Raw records
====

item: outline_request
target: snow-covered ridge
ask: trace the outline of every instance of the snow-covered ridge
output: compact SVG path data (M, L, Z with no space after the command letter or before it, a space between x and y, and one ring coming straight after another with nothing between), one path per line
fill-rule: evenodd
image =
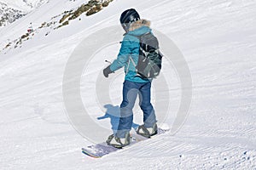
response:
M0 0L0 28L47 3L48 0Z

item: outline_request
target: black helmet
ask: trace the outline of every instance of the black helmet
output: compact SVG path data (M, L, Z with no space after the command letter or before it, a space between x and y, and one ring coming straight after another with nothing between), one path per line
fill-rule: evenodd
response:
M134 8L130 8L122 13L120 17L120 23L125 31L127 32L131 23L138 20L140 20L139 14Z

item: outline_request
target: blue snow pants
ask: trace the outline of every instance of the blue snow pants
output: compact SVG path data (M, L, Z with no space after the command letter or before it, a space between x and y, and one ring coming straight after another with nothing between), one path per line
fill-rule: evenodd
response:
M120 105L120 117L116 136L125 138L131 129L133 121L132 109L139 95L139 105L143 111L143 122L146 128L151 128L156 122L154 110L150 102L151 82L133 82L125 80L123 86L123 101Z

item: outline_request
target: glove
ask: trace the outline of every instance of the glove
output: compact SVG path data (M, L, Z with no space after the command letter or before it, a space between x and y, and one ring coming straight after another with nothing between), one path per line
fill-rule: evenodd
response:
M103 70L103 75L104 75L104 76L105 77L108 77L108 75L110 74L110 73L113 73L113 71L112 71L111 70L110 70L110 65L109 65L108 67L106 67L104 70Z

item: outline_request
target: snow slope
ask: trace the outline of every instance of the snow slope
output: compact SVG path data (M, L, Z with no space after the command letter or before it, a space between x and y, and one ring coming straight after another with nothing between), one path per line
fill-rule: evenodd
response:
M1 29L1 47L26 32L30 22L37 28L57 21L61 16L52 17L82 3L49 1ZM80 151L91 142L73 129L65 112L63 72L84 38L118 25L120 13L129 8L150 20L183 54L193 80L189 116L175 135L91 159ZM256 169L255 8L254 0L117 0L95 15L83 15L60 29L38 30L20 48L1 51L1 169ZM96 60L102 62L91 62L95 70L83 74L82 98L93 110L99 106L87 95L94 89L90 78L106 66L102 55L113 60L119 46L98 52ZM173 71L167 67L163 72ZM111 88L114 105L120 102L119 77ZM181 89L175 74L170 81L166 93L172 105L166 122L172 126Z
M38 8L47 2L46 0L1 0L0 3L7 4L9 8L21 10L25 13Z

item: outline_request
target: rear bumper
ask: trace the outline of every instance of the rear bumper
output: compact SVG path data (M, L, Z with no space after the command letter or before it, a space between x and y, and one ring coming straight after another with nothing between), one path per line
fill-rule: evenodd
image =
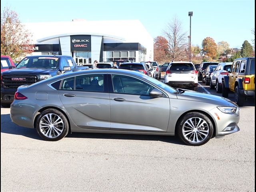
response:
M165 83L174 87L195 87L198 86L198 84L194 81L170 81L168 82L165 82Z
M1 89L1 102L11 104L14 100L14 94L17 91L16 89Z

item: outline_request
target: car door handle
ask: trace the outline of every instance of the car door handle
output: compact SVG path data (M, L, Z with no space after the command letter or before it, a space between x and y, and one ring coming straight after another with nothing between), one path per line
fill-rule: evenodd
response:
M116 101L125 101L126 100L125 99L122 98L114 98L113 99Z
M64 94L64 96L66 97L74 97L75 96L76 96L76 95L74 95L74 94L71 94L70 93L66 93Z

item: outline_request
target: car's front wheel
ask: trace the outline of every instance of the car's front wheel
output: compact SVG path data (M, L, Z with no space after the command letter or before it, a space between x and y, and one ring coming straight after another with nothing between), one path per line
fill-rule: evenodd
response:
M210 120L198 112L186 114L177 124L178 136L188 145L203 145L210 140L213 134L213 126Z
M62 113L54 109L43 111L36 122L38 133L44 139L55 141L65 137L68 132L68 120Z

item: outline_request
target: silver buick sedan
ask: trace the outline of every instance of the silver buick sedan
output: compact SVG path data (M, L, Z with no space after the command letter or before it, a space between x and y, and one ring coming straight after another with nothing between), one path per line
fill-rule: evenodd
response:
M234 102L174 89L136 71L64 74L21 86L14 97L12 121L35 128L48 141L69 132L113 133L176 135L188 145L200 146L239 130Z

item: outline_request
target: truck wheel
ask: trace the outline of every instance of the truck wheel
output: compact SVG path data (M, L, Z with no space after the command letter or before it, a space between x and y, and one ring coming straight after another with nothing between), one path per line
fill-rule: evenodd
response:
M222 81L222 97L228 97L228 89L225 87L224 81Z
M221 93L222 91L222 86L220 84L218 80L216 80L216 92Z
M238 85L235 89L235 102L238 106L243 106L244 102L244 96L239 93L239 88Z

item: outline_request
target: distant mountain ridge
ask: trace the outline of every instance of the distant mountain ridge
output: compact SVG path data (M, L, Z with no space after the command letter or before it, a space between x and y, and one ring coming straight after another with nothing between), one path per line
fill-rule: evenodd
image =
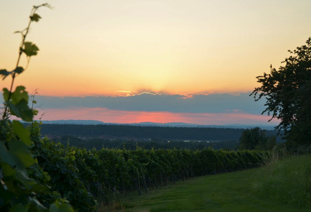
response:
M158 123L149 122L142 122L138 123L130 124L120 124L118 123L106 123L100 121L93 120L58 120L51 121L43 121L44 124L73 124L85 125L130 125L142 126L162 126L183 127L213 127L215 128L232 128L234 129L247 129L258 127L265 130L274 130L275 126L268 125L244 125L234 124L222 125L199 125L184 122L169 122L168 123Z

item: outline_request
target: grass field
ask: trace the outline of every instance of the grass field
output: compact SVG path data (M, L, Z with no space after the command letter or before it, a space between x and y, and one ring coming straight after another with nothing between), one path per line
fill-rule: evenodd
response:
M114 211L310 211L295 205L260 199L254 188L255 179L265 167L198 177L151 190L138 196L136 192L119 195ZM290 191L288 191L290 192Z

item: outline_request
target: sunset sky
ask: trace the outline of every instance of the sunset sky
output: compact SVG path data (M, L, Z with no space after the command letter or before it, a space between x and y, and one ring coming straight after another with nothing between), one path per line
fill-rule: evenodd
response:
M14 68L13 32L42 3L0 2L0 69ZM26 39L40 51L15 83L39 89L45 120L268 124L248 97L255 77L311 36L307 0L48 3Z

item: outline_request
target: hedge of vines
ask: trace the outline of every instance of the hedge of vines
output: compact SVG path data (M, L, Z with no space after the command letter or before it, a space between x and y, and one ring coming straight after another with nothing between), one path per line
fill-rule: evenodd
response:
M22 40L15 68L0 70L3 79L11 76L3 89L4 111L0 122L0 211L10 212L95 211L99 202L107 204L112 194L151 188L170 181L207 174L235 171L257 166L264 153L225 151L205 148L134 150L103 148L87 150L64 147L41 138L40 124L34 121L36 92L25 88L13 90L14 79L26 69L19 65L25 54L29 62L39 48L25 41L30 24L41 17L34 6L26 28L16 32ZM28 66L27 65L26 67ZM31 123L25 128L14 115ZM141 188L142 189L141 189Z

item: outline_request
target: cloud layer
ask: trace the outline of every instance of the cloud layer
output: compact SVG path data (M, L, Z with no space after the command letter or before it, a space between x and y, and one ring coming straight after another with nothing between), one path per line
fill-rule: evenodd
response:
M255 102L250 93L229 94L159 94L143 93L127 96L59 97L38 96L38 105L45 109L81 107L127 111L167 111L175 113L243 113L261 114L264 100Z

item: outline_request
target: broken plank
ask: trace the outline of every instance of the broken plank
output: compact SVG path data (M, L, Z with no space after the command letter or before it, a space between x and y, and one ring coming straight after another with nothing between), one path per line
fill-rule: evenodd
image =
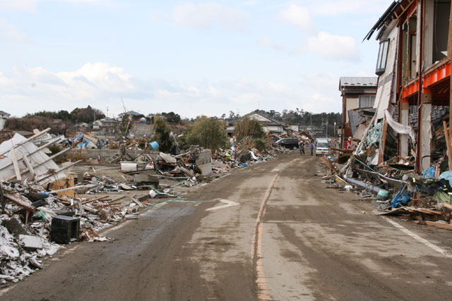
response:
M90 203L92 202L99 201L100 199L104 199L109 197L109 195L104 195L103 197L96 197L95 199L87 199L86 201L82 202L82 204L85 204Z

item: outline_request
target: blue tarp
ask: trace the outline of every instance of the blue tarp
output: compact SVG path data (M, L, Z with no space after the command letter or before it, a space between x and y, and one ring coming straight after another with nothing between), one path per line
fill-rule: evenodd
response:
M406 190L403 190L403 187L400 188L397 195L396 195L393 200L391 201L391 208L397 208L401 205L406 205L408 201L412 197L412 193Z

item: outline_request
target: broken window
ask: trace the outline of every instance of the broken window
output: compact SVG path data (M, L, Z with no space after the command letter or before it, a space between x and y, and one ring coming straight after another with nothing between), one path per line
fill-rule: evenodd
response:
M386 68L386 60L388 59L388 48L389 47L389 39L380 42L379 56L376 59L376 68L375 74L381 75L384 73Z
M359 108L372 108L375 103L374 95L359 95Z

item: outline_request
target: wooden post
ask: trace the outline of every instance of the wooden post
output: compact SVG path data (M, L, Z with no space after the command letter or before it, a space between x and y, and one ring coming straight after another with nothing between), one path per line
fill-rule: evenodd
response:
M11 144L13 142L11 141ZM14 151L14 145L11 147L11 161L13 161L13 166L14 166L14 172L16 173L16 178L18 180L22 180L22 176L20 176L20 170L19 169L19 164L17 163L17 158L16 157L16 152Z

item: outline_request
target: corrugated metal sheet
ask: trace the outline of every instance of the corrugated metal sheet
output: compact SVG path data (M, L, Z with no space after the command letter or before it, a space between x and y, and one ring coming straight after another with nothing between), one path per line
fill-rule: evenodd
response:
M375 77L346 77L339 79L339 90L343 87L376 87L379 78Z

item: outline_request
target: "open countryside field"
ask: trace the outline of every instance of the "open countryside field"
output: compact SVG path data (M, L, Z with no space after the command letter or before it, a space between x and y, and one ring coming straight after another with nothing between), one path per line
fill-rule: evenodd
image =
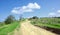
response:
M57 35L32 25L28 20L2 26L0 32L0 35Z

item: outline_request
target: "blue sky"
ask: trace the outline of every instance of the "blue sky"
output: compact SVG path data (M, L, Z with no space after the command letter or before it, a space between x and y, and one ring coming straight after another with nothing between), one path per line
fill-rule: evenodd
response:
M0 21L10 14L17 19L20 14L25 18L60 16L60 0L0 0Z

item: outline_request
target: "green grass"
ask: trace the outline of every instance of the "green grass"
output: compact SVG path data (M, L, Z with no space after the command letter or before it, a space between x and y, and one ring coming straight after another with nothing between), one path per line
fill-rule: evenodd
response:
M7 35L9 32L12 32L17 26L19 25L19 22L13 22L9 25L5 25L0 28L0 35Z

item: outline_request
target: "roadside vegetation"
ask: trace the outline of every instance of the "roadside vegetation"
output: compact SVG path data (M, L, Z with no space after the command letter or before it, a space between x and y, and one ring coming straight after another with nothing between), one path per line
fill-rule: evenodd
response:
M31 20L31 23L35 26L60 29L60 18L59 17L38 18L35 16L35 17L30 18L29 20Z

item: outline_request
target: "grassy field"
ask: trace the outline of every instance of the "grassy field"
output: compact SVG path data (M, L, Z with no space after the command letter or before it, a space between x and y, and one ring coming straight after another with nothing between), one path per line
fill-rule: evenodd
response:
M12 32L18 25L19 22L15 21L11 24L0 27L0 35L7 35L9 32Z
M60 18L32 19L31 23L37 26L45 26L45 27L60 29Z

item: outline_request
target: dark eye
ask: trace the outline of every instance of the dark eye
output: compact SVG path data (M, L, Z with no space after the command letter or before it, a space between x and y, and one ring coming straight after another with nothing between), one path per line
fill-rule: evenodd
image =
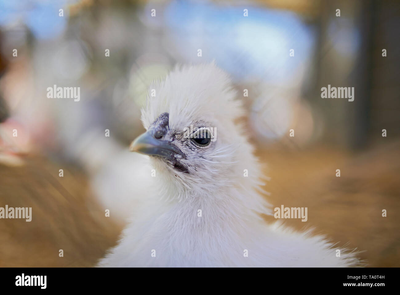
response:
M208 145L211 141L210 131L206 129L200 129L195 133L192 139L201 146Z
M210 138L193 138L193 140L200 145L207 145L211 141Z

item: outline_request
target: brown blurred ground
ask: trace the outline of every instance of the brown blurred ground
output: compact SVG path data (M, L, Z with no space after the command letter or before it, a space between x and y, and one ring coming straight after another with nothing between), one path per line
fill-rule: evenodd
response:
M280 147L258 155L268 163L273 207L308 207L307 222L287 224L299 230L315 226L341 245L365 250L359 256L368 266L399 267L399 150L397 142L352 154L320 147ZM0 267L92 266L116 244L121 226L104 216L79 170L42 158L26 161L21 167L0 165L0 205L31 206L33 212L30 222L0 220ZM58 177L60 167L63 178Z
M286 224L298 230L315 226L315 232L340 245L349 243L364 251L358 256L368 267L399 267L399 151L398 142L352 154L320 147L259 156L268 163L266 190L273 208L308 208L307 222L284 220Z

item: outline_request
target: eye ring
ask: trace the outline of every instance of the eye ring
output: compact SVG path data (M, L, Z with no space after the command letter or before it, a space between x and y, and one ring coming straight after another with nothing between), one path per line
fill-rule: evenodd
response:
M211 142L210 132L208 128L202 128L193 133L191 139L196 145L204 147Z

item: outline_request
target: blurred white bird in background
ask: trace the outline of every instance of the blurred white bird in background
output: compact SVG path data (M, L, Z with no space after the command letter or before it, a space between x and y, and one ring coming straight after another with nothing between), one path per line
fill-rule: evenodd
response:
M323 236L263 220L271 210L260 188L262 170L236 122L244 113L227 74L214 63L177 67L151 88L156 97L142 111L147 131L131 146L150 156L147 180L142 175L142 188L132 192L132 221L99 266L358 265L345 249L337 257ZM214 138L208 127L216 130ZM196 138L204 130L208 136Z

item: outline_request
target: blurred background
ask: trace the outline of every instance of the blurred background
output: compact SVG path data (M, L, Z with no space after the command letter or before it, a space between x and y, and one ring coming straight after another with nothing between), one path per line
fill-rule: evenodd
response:
M0 220L0 267L90 267L115 245L143 177L127 150L147 87L213 60L244 102L273 208L308 207L316 233L400 267L399 16L377 0L0 0L0 207L32 208ZM354 101L321 98L328 84ZM48 98L54 85L80 101Z

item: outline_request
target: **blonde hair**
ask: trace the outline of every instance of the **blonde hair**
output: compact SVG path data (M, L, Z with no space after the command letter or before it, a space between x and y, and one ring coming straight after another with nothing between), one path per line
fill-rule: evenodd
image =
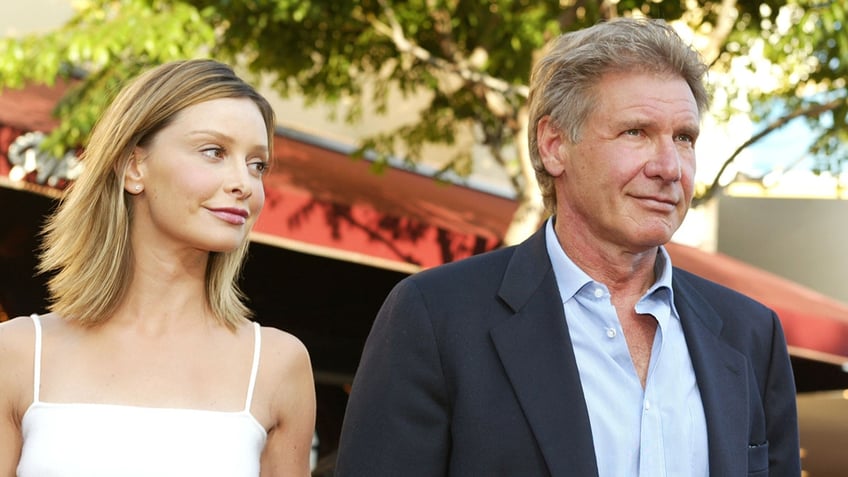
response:
M273 147L274 112L233 70L214 60L160 65L127 84L103 113L82 154L84 171L48 219L39 271L50 274L50 310L95 325L120 305L132 278L132 201L124 171L136 146L148 144L183 109L219 98L248 98L259 108ZM273 157L273 154L270 154ZM212 252L205 299L215 318L233 329L251 316L238 287L249 241Z
M534 66L528 98L530 159L548 212L556 212L556 194L553 177L539 155L539 120L550 116L572 142L578 142L602 93L595 89L597 82L607 73L628 71L677 75L689 85L698 112L709 107L703 83L707 65L662 20L618 18L559 36Z

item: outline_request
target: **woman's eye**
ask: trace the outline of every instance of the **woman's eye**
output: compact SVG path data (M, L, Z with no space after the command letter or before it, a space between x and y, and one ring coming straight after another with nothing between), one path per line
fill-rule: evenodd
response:
M219 146L207 147L201 149L200 152L205 156L214 157L216 159L224 157L224 148Z
M264 173L268 170L268 162L267 161L254 161L248 164L248 167L252 168L259 174Z

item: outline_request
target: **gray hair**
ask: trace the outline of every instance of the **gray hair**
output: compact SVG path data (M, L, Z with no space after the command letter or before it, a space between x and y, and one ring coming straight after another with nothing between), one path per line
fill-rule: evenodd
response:
M652 72L681 77L689 85L699 114L709 107L701 56L662 20L618 18L554 39L530 76L529 145L536 179L550 213L556 211L553 177L539 155L539 120L552 122L572 142L597 103L598 81L611 72Z

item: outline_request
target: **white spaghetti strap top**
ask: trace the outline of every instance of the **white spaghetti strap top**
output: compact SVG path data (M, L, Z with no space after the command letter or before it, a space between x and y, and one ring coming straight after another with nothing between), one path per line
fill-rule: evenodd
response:
M32 364L32 402L40 401L39 392L41 391L41 320L38 315L30 315L32 324L35 326L35 352L33 353Z
M256 477L267 433L250 414L261 332L238 412L47 403L40 398L42 327L35 327L33 402L24 414L18 477Z

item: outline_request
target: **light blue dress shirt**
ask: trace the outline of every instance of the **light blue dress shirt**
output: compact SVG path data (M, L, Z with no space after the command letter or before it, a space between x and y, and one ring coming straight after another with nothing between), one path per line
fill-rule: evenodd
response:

====

Copy the data from its first line through the line that contains "M0 0L0 28L47 3L48 0Z", leaving out the pictures.

Output
item: outline_request
target: snow-covered ridge
ask: trace the outline of every instance of the snow-covered ridge
output: compact SVG path data (M, L, Z with no space after the command letter or before it, a space between x and y, and one ring coming straight after another with nothing between), one path per line
fill-rule: evenodd
image =
response:
M0 0L0 28L47 3L48 0Z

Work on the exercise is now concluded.